_WRITTEN REQUEST_
Can you copy the lines below character for character, from the very first line through the line containing "<point>46,264</point>", with both of those lines included?

* BEGIN INFORMATION PROVIDED *

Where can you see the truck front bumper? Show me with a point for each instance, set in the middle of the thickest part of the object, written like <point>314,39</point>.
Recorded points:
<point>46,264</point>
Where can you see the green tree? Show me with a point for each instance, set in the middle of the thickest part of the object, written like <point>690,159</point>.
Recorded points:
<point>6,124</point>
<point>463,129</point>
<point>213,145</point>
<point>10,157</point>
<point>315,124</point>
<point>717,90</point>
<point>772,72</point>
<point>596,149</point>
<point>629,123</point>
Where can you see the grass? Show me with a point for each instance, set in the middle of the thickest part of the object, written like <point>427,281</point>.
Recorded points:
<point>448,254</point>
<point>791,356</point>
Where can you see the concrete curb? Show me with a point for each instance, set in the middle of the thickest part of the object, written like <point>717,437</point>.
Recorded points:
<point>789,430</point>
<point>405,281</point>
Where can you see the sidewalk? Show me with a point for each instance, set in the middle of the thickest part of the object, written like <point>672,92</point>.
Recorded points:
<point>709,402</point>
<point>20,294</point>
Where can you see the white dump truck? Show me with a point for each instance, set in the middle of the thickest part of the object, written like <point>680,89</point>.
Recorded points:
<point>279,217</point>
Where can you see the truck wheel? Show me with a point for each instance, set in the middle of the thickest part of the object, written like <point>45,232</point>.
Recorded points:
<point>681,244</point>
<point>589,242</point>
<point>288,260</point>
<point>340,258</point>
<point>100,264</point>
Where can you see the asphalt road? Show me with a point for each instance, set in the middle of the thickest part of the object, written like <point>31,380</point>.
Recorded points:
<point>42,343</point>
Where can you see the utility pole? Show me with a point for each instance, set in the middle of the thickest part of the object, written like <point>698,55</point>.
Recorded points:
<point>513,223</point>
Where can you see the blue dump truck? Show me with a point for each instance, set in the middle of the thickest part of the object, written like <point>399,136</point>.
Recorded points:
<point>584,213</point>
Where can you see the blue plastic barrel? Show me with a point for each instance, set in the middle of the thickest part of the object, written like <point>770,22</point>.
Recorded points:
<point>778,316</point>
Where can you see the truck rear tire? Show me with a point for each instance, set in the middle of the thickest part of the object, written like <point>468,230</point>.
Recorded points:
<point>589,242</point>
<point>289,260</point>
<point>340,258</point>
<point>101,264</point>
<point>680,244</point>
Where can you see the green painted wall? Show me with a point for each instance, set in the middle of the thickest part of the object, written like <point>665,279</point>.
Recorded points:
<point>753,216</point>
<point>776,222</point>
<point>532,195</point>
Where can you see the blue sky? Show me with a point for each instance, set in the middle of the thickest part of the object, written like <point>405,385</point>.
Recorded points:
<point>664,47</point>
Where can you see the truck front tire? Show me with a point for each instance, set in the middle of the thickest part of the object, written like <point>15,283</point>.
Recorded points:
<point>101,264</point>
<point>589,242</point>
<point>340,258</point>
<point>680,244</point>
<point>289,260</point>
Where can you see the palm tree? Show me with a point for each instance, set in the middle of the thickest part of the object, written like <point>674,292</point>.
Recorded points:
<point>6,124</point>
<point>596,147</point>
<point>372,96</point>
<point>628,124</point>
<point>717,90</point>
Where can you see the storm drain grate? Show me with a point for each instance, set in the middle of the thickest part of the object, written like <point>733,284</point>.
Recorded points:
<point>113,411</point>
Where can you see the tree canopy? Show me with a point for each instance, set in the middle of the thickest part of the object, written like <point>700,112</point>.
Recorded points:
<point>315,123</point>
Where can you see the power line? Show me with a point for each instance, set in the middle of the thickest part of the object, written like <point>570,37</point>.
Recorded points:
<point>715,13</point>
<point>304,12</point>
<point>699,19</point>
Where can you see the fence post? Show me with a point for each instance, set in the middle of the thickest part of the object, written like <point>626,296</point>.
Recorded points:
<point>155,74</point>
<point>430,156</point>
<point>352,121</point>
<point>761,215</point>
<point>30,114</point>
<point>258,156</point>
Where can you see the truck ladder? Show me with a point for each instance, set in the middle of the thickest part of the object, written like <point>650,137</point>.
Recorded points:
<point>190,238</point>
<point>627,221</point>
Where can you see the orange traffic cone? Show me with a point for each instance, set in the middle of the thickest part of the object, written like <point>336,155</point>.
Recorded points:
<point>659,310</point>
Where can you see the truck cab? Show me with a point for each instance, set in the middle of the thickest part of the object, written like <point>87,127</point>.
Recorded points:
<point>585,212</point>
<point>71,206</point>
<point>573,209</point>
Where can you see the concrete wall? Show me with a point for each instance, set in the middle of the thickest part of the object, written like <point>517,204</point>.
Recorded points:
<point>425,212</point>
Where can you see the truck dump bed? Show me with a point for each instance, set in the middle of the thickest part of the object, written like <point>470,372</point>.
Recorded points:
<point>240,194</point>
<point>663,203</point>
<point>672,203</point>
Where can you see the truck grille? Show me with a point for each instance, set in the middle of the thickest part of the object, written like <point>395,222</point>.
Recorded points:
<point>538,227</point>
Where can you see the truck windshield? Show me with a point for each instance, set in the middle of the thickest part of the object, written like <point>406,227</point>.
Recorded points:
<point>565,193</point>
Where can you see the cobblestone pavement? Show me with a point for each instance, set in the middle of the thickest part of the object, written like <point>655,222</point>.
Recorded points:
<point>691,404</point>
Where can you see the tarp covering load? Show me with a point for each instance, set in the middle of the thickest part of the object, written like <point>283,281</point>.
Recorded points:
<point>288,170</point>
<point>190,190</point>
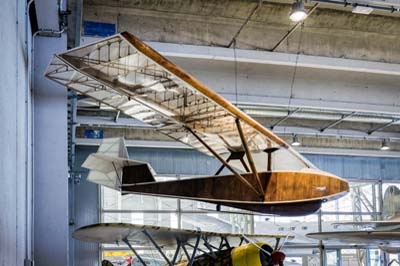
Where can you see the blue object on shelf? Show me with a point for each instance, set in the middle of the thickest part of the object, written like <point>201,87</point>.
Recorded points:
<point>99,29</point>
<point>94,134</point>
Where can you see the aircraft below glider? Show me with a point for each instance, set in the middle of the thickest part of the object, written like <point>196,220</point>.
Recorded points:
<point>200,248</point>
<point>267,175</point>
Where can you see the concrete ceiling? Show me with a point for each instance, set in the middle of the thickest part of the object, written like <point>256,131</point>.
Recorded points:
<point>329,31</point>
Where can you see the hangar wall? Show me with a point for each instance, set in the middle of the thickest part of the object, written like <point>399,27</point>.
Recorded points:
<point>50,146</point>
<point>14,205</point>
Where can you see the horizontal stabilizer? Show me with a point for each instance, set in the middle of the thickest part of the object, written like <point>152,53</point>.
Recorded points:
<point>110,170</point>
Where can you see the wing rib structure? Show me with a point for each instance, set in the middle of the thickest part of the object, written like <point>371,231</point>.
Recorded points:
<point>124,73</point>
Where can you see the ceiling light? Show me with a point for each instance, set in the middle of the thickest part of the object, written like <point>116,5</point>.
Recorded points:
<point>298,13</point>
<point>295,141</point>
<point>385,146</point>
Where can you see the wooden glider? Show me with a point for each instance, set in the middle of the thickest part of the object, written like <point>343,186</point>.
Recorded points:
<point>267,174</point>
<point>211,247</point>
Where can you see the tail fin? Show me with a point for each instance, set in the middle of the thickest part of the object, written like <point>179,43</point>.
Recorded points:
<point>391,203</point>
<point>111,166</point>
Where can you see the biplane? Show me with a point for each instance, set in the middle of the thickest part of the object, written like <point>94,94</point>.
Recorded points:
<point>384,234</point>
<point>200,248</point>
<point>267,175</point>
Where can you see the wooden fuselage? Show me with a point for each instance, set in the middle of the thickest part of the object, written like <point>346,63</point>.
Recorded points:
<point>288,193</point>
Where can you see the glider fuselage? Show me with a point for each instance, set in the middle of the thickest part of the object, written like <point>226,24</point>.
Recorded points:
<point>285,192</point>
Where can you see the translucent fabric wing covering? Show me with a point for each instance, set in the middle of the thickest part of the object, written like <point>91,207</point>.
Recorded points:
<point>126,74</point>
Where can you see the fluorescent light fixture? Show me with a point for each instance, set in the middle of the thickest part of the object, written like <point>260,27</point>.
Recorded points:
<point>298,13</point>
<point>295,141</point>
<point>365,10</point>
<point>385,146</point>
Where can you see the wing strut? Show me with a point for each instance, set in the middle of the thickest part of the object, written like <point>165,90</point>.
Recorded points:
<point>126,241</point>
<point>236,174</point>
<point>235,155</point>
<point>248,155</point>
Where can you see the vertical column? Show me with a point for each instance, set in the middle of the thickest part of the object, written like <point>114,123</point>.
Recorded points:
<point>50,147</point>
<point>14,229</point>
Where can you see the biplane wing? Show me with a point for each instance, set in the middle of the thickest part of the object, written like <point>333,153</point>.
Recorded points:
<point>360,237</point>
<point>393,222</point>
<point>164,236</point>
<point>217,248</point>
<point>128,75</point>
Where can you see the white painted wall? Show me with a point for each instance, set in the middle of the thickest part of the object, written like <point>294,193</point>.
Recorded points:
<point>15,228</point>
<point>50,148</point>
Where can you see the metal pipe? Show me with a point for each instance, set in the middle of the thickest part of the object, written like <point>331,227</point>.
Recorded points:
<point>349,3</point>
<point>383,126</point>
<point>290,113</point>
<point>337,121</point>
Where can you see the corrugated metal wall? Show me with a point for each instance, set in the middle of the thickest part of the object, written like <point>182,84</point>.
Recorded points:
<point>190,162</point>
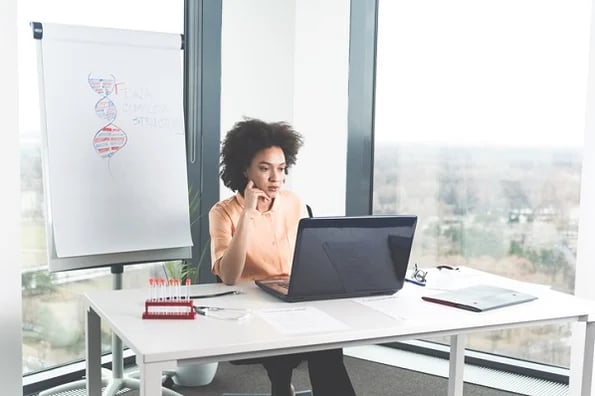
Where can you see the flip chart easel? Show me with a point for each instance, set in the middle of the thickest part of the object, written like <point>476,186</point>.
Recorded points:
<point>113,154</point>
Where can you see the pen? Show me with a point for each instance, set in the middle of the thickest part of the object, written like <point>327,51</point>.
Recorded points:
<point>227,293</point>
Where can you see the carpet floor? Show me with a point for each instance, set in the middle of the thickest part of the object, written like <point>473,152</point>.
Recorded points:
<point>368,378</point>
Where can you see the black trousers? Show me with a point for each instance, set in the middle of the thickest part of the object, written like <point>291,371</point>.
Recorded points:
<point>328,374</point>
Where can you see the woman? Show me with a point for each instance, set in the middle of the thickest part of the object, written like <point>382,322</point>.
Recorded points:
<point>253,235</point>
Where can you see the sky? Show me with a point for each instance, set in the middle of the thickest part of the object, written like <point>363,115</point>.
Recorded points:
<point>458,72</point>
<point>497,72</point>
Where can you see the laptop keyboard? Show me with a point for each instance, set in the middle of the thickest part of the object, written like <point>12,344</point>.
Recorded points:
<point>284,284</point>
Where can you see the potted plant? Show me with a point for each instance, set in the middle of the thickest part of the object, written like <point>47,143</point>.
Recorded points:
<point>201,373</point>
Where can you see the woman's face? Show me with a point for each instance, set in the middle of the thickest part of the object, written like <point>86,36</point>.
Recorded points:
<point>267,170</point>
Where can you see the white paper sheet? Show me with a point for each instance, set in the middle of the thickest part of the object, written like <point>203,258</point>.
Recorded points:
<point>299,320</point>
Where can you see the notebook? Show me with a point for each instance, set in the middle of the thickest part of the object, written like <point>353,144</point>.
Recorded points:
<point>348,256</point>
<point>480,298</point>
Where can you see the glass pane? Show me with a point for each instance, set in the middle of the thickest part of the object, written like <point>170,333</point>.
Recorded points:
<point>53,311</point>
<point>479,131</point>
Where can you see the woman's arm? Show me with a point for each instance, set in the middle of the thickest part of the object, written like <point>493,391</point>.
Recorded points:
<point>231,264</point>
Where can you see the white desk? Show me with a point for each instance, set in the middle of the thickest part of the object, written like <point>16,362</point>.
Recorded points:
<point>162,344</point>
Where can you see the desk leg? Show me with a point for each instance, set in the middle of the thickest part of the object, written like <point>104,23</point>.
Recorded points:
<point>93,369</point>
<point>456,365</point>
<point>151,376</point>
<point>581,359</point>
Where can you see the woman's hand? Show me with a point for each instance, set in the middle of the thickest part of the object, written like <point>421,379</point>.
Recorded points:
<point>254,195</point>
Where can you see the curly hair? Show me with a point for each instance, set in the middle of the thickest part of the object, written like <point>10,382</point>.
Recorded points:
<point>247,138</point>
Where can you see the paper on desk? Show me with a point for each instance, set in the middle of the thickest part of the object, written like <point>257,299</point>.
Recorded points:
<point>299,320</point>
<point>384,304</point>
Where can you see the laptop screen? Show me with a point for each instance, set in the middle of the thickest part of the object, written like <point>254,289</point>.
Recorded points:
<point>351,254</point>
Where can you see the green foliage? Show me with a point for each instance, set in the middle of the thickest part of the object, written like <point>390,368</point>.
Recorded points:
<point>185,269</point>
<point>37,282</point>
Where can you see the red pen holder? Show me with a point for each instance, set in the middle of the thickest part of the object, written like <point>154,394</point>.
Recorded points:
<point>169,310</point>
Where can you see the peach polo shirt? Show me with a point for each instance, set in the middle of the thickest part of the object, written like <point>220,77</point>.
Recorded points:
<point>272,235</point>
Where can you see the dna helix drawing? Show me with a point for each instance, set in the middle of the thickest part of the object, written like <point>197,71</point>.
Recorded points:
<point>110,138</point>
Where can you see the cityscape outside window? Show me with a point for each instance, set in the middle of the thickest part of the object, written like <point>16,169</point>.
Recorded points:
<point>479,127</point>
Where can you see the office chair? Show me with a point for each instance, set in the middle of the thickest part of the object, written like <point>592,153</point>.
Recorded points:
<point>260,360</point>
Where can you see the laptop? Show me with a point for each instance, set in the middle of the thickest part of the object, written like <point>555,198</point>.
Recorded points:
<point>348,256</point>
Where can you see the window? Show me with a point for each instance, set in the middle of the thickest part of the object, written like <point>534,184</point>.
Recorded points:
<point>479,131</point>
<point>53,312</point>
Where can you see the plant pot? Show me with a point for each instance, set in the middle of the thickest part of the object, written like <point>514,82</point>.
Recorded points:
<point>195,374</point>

* END INFORMATION PROVIDED *

_THE OUTPUT_
Where can you see the truck front bumper? Show me with a point for each instance, set in the middle of the thickest part of the object, written like <point>314,39</point>.
Recorded points:
<point>46,264</point>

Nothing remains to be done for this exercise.